Llego a tiempo para el triage, es más, soy yo quien le cuento a la enfermera qué ocurre, ya que mi mujer podía a penas hablar, debido a su empeoramiento general. El trato inicial fue correcto, pero era sólo el principio.
Al hacer el ademán de acompañarla, tal como pasó en el anterior hospital, me dicen que no puedo pasar con ella debido al… Sí, has acertado: ¡Protocolo COVID!
Le hago ver su estado, en camilla, casi sin poder hablar y con claros signos de hipotensión. Nada, impertérrita, cuan robot fiel a su programación… Justo aquí empieza una larga estancia en la sala de espera de Urgencias.
Pasada una primera hora y sin saber nada de ella, volví a hablar con la enfermera de triage para exponerle la situación. Incluso le hago saber que soy sanitario, para mostrarle mi comprensión y -a la par- pedirle que entienda que no estoy intentando imponerle nada, sino que sea capaz de valorar de manera individual mi caso, no por afinidad profesional, más bien por circunstancias reales de mi mujer. ¡Imposible!, casi me echó de su despacho, resaltándome que parecía mentira que no me diera cuenta de que estamos en una PANDEMIA… MUNDIAL.

------------------------------------------------

**Enunciado del ejercicio**
Reproduzca sin ningún cambio el pasaje del fragmento sobre la espera en Urgencias que empieza con las palabras "Al hacer el" y concluye con "espera de Urgencias.".

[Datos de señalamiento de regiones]

------------------------------------------------

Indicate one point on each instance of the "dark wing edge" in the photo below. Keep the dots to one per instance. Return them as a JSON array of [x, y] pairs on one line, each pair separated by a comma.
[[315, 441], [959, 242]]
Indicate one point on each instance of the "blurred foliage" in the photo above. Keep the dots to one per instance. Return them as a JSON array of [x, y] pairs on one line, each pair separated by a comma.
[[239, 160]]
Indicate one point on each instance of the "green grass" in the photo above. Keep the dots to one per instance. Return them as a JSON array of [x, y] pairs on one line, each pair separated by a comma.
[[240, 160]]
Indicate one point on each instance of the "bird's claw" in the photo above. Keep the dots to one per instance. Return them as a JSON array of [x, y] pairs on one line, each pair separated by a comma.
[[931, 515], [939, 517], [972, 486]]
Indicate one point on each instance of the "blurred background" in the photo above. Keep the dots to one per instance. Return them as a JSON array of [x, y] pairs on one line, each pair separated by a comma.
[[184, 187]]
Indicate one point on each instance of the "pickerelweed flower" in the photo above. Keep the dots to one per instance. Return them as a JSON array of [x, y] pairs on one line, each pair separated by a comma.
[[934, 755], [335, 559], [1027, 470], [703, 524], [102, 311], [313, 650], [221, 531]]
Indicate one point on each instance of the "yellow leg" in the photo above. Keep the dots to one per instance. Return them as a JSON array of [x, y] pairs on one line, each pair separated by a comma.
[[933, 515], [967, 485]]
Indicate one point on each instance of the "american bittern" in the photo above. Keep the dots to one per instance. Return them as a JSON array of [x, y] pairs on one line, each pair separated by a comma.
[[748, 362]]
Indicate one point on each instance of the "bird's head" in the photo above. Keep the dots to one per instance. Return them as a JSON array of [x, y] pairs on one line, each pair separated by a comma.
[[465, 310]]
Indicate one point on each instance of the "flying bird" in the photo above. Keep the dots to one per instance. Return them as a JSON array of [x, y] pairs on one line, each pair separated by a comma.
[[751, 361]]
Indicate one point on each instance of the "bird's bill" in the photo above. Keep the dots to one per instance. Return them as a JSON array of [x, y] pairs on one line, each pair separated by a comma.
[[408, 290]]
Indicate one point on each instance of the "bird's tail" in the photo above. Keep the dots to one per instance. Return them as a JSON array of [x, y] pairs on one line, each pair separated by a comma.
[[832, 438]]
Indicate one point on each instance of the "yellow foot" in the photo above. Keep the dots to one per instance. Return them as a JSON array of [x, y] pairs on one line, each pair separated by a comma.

------------------------------------------------

**Resultado de la tarea**
Al hacer el ademán de acompañarla, tal como pasó en el anterior hospital, me dicen que no puedo pasar con ella debido al… Sí, has acertado: ¡Protocolo COVID!
Le hago ver su estado, en camilla, casi sin poder hablar y con claros signos de hipotensión. Nada, impertérrita, cuan robot fiel a su programación… Justo aquí empieza una larga estancia en la sala de espera de Urgencias.